*Provided text*:

__________

Session Abstract:
David Broadbent, Business Process Consultant, Parity Solutions on How to Overcome Resistance to Change in Change Programs
There have been many papers written about how business process management can yield benefits to organizations but not enough about dealing with the people aspects of change. David Broadbent presented a case study at the OMG BPM Think Tank in Putten Holland in November 2008 looking at the aspects of culture on change programs, describing culture as the ‘forgotten variable’ in change programs. Following ongoing work with a number of clients this talk will take some of the thoughts he presented to the next stage, namely how to resolve the ‘Resistance to change’.
After the lunch break, David Broadbent is up, talking about the cultural implications of change. David picks up on the engineering theme from this morning, says his engineering background led him into process focused work.
David opens with the black cloud (recession) that is over industry. The pressure for efficiency, survival. This is driving BPM. David believes culture is often the forgotten piece to change. Frequent issues: lack of communication, lack of end-to-end ownership, lack of understanding of end-to-end process, resulting in “blame culture”.
David introduces the “doom merchant”, the guy who spreads fear in response to change. The doom merchant’s actions incite resistance.

__________

*Given records*:
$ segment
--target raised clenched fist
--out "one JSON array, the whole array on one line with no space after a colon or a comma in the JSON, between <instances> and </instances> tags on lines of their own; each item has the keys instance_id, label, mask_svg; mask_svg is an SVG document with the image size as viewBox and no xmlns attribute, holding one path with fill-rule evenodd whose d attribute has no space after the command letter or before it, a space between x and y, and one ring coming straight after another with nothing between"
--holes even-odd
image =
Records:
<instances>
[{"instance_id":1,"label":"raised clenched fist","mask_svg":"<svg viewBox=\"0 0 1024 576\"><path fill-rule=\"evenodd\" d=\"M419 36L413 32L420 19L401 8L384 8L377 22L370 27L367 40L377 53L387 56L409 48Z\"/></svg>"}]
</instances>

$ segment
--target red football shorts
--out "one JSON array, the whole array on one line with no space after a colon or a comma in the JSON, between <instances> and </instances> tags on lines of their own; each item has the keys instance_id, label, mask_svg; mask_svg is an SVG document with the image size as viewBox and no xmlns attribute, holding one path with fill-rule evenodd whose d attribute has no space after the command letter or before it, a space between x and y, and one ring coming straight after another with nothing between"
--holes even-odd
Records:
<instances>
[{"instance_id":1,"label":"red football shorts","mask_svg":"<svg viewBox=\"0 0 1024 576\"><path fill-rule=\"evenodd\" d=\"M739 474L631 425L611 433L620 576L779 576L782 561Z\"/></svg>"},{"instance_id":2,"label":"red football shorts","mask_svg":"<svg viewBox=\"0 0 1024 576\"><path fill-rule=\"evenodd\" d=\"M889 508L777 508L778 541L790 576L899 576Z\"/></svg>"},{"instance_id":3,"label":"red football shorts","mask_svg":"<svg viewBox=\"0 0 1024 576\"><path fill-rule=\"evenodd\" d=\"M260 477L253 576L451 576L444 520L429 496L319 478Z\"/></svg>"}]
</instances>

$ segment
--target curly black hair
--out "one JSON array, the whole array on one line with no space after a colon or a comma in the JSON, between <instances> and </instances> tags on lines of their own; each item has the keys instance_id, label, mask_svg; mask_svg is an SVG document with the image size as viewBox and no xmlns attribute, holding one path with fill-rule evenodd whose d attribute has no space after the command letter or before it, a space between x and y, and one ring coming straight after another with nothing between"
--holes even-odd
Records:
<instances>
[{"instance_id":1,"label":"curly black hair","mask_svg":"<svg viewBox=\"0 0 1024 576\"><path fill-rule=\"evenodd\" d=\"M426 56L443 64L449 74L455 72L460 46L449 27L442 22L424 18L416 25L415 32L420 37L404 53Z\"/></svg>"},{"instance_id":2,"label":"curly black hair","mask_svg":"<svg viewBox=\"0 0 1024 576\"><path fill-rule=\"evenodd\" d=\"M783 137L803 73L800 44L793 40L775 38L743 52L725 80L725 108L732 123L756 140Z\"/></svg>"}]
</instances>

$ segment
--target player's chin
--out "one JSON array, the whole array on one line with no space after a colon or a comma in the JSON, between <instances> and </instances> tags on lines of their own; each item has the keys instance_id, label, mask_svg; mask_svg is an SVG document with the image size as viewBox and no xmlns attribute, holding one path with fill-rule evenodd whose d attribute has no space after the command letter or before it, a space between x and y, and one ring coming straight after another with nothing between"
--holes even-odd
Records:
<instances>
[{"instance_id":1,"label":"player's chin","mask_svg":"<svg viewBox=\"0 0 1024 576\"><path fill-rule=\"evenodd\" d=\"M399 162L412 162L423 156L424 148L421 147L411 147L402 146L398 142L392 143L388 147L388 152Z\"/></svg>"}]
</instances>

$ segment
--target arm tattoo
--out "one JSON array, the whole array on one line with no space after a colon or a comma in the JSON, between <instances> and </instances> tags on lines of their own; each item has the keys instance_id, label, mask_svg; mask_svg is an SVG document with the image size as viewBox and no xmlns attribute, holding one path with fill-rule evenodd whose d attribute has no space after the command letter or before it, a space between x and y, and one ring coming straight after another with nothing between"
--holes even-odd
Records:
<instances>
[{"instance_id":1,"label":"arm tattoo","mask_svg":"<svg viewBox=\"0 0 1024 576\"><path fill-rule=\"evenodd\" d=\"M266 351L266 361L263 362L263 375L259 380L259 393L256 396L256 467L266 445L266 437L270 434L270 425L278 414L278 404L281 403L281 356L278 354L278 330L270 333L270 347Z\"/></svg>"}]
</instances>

__________

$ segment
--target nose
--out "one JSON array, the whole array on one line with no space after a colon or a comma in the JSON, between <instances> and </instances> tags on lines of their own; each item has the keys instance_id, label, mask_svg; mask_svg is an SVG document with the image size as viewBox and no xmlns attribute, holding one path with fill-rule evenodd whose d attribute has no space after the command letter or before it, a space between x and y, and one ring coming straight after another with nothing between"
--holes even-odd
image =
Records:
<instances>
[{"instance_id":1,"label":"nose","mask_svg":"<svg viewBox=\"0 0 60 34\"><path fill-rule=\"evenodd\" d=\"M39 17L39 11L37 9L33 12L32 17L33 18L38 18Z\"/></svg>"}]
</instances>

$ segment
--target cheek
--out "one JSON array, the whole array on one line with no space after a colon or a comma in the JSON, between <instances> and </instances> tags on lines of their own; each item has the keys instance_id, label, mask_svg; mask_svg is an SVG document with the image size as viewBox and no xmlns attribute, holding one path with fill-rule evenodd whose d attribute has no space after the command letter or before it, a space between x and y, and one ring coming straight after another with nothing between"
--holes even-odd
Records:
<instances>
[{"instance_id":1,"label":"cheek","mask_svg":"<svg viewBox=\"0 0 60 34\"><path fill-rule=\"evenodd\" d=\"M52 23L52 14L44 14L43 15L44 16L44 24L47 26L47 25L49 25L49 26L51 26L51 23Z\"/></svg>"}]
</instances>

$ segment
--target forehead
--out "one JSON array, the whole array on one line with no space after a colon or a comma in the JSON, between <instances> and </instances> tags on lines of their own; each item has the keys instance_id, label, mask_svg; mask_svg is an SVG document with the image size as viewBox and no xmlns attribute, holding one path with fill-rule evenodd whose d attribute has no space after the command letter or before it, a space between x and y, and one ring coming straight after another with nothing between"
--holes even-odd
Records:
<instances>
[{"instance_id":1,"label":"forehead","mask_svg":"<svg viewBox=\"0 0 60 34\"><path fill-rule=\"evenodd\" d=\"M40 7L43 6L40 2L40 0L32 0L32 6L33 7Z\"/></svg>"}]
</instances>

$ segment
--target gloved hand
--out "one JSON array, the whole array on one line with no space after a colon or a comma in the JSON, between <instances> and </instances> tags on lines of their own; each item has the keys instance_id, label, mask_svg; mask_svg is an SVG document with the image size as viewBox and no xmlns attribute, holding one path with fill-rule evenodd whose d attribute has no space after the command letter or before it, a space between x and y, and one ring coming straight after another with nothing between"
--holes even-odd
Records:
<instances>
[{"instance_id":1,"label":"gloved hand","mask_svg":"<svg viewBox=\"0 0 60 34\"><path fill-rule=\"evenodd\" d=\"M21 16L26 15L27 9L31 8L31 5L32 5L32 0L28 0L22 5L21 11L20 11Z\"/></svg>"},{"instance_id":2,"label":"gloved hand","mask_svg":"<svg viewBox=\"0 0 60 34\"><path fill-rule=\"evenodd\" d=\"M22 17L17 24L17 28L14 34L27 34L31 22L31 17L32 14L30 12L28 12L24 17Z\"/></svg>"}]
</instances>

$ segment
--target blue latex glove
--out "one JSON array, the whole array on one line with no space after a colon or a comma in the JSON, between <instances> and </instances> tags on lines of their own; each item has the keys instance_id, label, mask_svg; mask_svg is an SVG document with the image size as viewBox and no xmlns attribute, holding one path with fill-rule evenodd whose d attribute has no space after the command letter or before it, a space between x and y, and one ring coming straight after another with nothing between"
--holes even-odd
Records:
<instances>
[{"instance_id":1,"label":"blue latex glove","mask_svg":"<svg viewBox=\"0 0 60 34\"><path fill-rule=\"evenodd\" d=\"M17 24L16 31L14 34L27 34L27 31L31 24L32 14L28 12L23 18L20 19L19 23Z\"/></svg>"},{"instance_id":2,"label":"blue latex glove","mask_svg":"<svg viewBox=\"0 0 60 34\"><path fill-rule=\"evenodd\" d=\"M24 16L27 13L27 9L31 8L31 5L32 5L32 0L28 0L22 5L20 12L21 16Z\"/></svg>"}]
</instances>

__________

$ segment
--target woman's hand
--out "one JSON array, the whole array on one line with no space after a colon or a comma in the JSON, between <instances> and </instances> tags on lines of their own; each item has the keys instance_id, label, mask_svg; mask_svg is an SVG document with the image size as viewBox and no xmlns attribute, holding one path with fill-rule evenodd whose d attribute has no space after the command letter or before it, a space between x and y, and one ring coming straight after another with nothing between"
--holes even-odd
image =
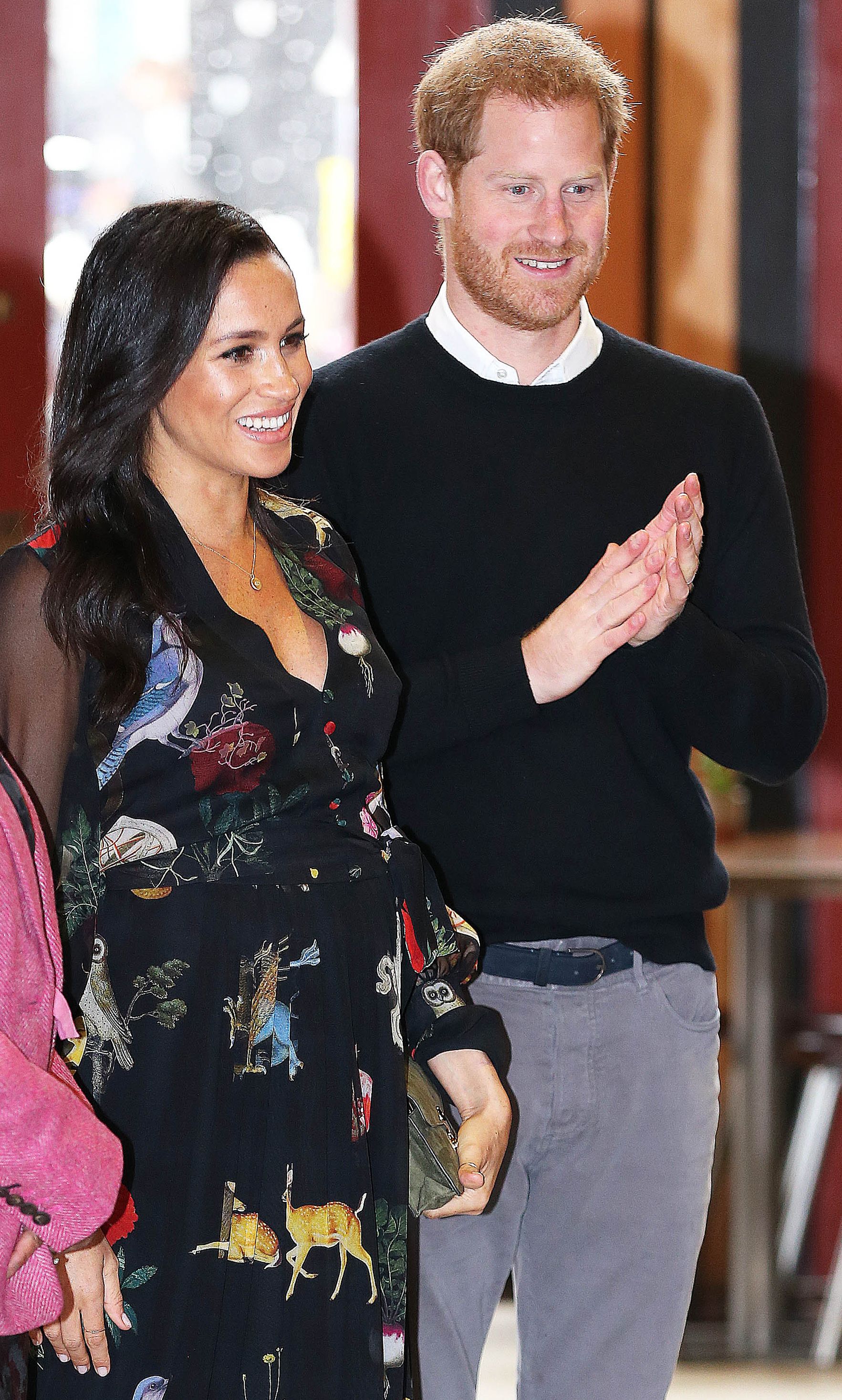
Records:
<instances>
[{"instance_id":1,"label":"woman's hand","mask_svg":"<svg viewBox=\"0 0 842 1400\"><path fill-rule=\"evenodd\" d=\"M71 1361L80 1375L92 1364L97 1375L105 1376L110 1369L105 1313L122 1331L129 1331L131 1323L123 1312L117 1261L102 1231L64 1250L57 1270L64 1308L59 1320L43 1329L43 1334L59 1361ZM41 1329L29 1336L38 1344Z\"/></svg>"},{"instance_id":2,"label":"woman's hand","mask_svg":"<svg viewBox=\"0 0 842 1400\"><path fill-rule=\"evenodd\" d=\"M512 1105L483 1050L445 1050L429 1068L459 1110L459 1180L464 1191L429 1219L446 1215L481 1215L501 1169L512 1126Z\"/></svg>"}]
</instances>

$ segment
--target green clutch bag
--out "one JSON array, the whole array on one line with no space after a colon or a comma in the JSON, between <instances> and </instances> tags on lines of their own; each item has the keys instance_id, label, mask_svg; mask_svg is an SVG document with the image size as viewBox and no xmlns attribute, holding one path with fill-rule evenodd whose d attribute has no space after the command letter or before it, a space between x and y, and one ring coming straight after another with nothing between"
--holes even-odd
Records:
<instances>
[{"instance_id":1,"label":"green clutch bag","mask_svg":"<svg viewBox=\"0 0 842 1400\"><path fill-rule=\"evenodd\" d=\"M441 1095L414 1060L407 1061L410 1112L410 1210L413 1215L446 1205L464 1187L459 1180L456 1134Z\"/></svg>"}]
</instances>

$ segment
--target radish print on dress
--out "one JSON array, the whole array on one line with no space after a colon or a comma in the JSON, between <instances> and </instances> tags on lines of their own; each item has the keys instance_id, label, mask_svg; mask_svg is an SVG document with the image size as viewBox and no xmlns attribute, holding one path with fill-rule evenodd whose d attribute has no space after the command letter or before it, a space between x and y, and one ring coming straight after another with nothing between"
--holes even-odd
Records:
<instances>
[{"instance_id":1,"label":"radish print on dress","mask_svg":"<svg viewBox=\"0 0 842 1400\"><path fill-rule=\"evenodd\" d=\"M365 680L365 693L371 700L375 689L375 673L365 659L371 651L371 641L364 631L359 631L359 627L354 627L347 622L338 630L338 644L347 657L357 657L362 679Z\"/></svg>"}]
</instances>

__________

*Task requirements*:
Transcribe the session summary word for word, starting at "After the lunch" and ending at "actions incite resistance.".

*Problem solution*:
After the lunch break, David Broadbent is up, talking about the cultural implications of change. David picks up on the engineering theme from this morning, says his engineering background led him into process focused work.
David opens with the black cloud (recession) that is over industry. The pressure for efficiency, survival. This is driving BPM. David believes culture is often the forgotten piece to change. Frequent issues: lack of communication, lack of end-to-end ownership, lack of understanding of end-to-end process, resulting in “blame culture”.
David introduces the “doom merchant”, the guy who spreads fear in response to change. The doom merchant’s actions incite resistance.